▸ **Work to do**
Copy the lines below without making any changes.

Excerpts from point annotation data
───
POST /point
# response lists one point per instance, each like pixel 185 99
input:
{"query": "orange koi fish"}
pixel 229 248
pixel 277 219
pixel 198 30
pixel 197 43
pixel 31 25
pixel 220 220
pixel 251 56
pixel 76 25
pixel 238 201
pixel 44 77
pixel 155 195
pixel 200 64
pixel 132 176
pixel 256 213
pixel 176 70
───
▸ **Task output**
POST /point
# response lists one point per instance, each like pixel 185 99
input:
{"query": "orange koi fish"}
pixel 229 248
pixel 277 219
pixel 198 30
pixel 197 43
pixel 31 25
pixel 220 220
pixel 251 56
pixel 76 25
pixel 238 201
pixel 44 77
pixel 155 195
pixel 200 64
pixel 132 176
pixel 256 213
pixel 176 70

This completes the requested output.